**Objective:**
Reproduce verbatim the section of the listing below that opens with the line containing "Guideline reminder — boxes should be snug around the dryer, with" and closes with the line containing "[376,117,400,211]", both lines included. Omit the images from your reply.

**Extracted records:**
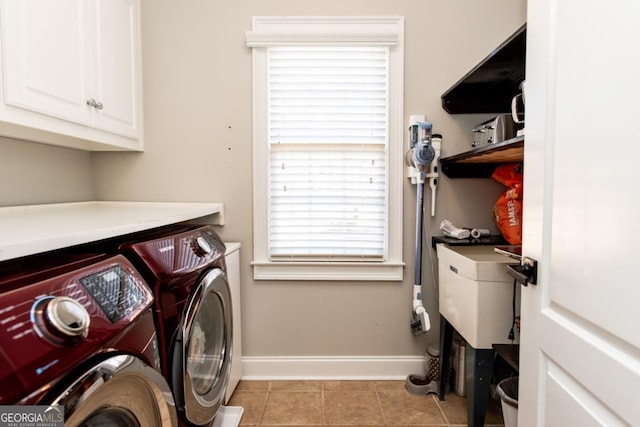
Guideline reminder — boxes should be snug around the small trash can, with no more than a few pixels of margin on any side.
[498,377,518,427]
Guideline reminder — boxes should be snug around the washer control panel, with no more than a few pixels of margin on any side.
[80,265,146,323]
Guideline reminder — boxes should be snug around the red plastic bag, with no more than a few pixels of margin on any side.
[491,163,522,245]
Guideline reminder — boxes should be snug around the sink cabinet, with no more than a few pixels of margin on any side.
[0,0,142,150]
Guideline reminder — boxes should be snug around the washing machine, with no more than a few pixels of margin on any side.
[116,226,233,426]
[0,253,178,427]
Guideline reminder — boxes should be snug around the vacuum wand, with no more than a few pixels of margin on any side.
[411,172,431,335]
[411,122,436,335]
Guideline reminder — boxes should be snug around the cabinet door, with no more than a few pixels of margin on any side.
[92,0,141,137]
[0,0,91,123]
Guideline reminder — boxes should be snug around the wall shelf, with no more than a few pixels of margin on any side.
[442,24,527,114]
[440,136,524,178]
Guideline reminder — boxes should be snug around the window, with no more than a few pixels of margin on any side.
[247,17,403,280]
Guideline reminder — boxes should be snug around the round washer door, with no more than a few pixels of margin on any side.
[52,355,178,427]
[173,268,233,425]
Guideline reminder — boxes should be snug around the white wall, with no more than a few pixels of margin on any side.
[0,0,526,364]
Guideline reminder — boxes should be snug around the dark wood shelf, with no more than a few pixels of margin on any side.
[442,24,527,114]
[440,136,524,178]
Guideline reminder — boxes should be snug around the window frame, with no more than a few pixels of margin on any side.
[246,16,404,281]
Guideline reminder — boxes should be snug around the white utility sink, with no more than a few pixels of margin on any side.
[437,244,520,349]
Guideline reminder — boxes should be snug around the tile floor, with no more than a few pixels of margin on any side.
[229,381,503,427]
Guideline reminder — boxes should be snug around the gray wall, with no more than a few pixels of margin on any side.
[0,137,93,206]
[0,0,526,356]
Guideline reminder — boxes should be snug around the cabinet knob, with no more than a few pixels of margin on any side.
[87,98,104,110]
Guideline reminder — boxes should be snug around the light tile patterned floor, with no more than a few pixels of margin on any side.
[229,381,503,427]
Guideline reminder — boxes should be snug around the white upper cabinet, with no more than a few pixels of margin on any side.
[0,0,143,150]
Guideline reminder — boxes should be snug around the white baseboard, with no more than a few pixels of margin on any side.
[242,356,425,380]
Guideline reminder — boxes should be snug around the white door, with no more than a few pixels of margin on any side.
[92,0,141,138]
[518,0,640,427]
[0,0,91,123]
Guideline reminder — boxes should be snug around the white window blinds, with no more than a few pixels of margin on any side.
[267,47,389,261]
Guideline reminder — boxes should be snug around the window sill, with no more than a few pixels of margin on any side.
[252,261,404,282]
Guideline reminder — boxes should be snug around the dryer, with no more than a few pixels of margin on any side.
[0,253,177,427]
[118,226,233,426]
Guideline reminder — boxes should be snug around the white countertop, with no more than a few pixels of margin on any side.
[0,201,224,261]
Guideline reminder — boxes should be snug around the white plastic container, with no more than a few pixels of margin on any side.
[437,244,520,349]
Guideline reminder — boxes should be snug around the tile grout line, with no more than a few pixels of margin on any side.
[373,381,387,426]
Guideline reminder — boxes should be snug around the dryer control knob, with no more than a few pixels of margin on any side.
[44,297,91,341]
[191,236,213,257]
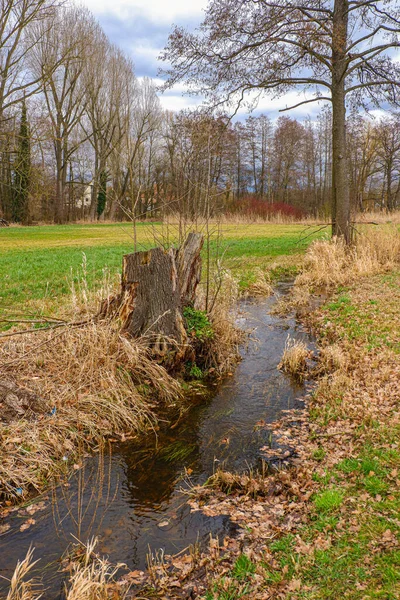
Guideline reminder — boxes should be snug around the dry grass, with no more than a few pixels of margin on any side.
[278,336,310,380]
[199,271,243,375]
[318,344,348,373]
[247,267,274,297]
[65,538,129,600]
[296,225,400,287]
[0,321,181,498]
[6,538,130,600]
[7,548,42,600]
[0,265,241,501]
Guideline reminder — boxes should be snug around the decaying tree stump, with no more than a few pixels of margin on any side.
[101,233,203,355]
[0,379,45,423]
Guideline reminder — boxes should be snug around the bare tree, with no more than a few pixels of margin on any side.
[0,0,60,124]
[31,7,98,223]
[162,0,400,242]
[82,42,135,218]
[376,117,400,211]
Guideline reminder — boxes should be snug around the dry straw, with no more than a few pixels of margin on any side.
[278,336,310,380]
[296,225,400,287]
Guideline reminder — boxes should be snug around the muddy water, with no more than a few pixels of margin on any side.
[0,284,311,599]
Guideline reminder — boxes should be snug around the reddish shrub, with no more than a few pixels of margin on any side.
[233,195,304,220]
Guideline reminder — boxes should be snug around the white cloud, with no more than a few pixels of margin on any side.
[84,0,207,23]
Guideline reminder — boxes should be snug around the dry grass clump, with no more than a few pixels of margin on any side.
[6,548,43,600]
[278,336,310,380]
[203,271,244,375]
[318,344,347,373]
[296,226,400,287]
[65,539,130,600]
[6,538,130,600]
[248,267,274,296]
[0,321,181,498]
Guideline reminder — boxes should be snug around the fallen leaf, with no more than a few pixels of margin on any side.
[19,519,36,531]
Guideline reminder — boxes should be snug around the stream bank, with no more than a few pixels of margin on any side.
[0,282,316,600]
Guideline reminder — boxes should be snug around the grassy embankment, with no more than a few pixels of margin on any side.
[0,223,321,312]
[0,219,322,501]
[1,221,400,600]
[165,228,400,600]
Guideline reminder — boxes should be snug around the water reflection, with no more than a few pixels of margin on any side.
[0,288,309,599]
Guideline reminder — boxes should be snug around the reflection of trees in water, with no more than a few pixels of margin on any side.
[121,424,203,510]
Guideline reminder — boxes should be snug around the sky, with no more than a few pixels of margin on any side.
[83,0,388,120]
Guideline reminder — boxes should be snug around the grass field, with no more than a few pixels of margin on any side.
[0,223,322,311]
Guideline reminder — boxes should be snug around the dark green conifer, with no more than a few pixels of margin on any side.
[97,171,108,219]
[12,100,31,225]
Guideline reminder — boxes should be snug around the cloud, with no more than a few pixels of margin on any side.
[84,0,207,24]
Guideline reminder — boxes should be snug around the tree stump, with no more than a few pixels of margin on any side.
[101,233,203,360]
[0,379,45,423]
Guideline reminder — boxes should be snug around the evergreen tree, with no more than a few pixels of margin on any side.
[97,171,108,219]
[12,100,31,225]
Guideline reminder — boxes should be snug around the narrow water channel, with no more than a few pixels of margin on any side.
[0,283,312,600]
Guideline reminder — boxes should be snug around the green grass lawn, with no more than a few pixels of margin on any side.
[0,223,322,311]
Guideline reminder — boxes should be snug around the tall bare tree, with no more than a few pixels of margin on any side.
[31,7,98,223]
[162,0,400,242]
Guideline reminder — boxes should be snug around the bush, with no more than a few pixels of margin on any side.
[183,306,214,342]
[233,195,304,221]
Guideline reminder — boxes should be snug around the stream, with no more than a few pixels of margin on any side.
[0,282,313,600]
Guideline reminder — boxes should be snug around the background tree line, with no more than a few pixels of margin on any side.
[0,0,400,224]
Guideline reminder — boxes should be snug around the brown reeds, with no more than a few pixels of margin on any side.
[7,548,42,600]
[278,336,310,380]
[0,321,182,498]
[296,225,400,287]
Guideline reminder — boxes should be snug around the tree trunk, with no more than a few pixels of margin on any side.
[332,0,351,244]
[100,233,203,362]
[176,232,204,307]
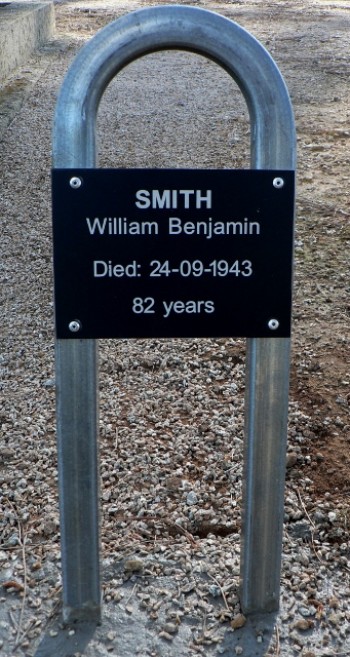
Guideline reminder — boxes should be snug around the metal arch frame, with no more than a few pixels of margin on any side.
[53,5,296,622]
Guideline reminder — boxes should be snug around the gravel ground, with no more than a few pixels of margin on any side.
[0,0,350,657]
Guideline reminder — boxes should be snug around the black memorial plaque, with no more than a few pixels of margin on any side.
[53,169,294,339]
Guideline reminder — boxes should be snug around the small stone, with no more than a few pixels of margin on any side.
[286,452,298,469]
[293,618,313,632]
[159,630,174,641]
[328,596,339,609]
[186,490,198,506]
[328,611,342,626]
[230,614,247,630]
[124,559,143,573]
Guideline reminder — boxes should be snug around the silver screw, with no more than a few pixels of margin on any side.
[68,319,81,333]
[267,319,280,331]
[272,178,284,189]
[69,176,83,189]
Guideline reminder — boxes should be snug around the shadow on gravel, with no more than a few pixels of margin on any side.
[34,623,97,657]
[34,612,277,657]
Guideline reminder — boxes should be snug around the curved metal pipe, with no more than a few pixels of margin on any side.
[53,5,295,620]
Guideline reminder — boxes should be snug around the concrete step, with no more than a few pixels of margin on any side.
[0,1,55,82]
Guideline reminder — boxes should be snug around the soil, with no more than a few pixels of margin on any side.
[0,0,350,657]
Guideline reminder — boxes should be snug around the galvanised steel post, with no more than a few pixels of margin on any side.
[53,5,295,621]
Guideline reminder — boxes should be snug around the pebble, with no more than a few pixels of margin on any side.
[230,614,247,630]
[186,491,198,506]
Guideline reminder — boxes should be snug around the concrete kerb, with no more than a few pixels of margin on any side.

**Response:**
Guideline reminder — boxes should be snug around the dryer, with no more than a few pixels of margin on any side.
[0,253,177,427]
[118,226,233,426]
Guideline reminder — boxes should be snug around the white countertop, with no more than a few pixels of margin on any side.
[0,201,224,261]
Guideline reminder — boxes should be snug around the white plastic container, with no more than a few pixels of margin on any side.
[437,244,520,349]
Guideline reminder — boxes should be snug around the tile grout line, with no more than a few pixels of margin on any side.
[373,381,387,426]
Guideline reminder — boxes should be snug around the dryer control knob, with no more than a few pixels of margin on any side.
[44,297,91,341]
[191,236,213,257]
Guideline reminder — boxes should be snug around the dry grass, with no more than a few pixels of margin on any side.
[278,336,310,380]
[199,271,243,375]
[318,344,348,373]
[247,267,274,297]
[65,538,129,600]
[296,225,400,287]
[0,321,181,498]
[6,538,130,600]
[7,548,42,600]
[0,265,241,501]
Guideline reminder — boxes should be snug around the decaying tree stump, with no more than a few pixels of margin on any side.
[101,233,203,355]
[0,379,45,423]
Guideline reminder — boxes should be snug around the bare tree, with no more than a few pixels of margin on any side.
[0,0,60,124]
[31,7,98,223]
[162,0,400,242]
[82,42,135,218]
[376,117,400,211]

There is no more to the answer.